─── STORED RECORDS ───
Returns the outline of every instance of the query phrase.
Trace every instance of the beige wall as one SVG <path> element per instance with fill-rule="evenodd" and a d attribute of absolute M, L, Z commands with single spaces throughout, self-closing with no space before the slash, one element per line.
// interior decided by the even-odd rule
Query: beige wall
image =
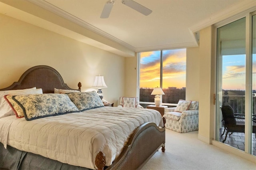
───
### TASK
Reproduce the records above verbatim, line for line, leaving out the pictures.

### SOLUTION TO THIS PROBLEM
Returns the outline of every instance of the query phrase.
Trace every instance of the beige wall as one SVG <path> element per instance with fill-rule="evenodd" and a d attribute of absolute M, L, Z commands with single spaces throughout, self-closing with no space before the slash, one element per line.
// interior decided by the even-odd rule
Query: beige wall
image =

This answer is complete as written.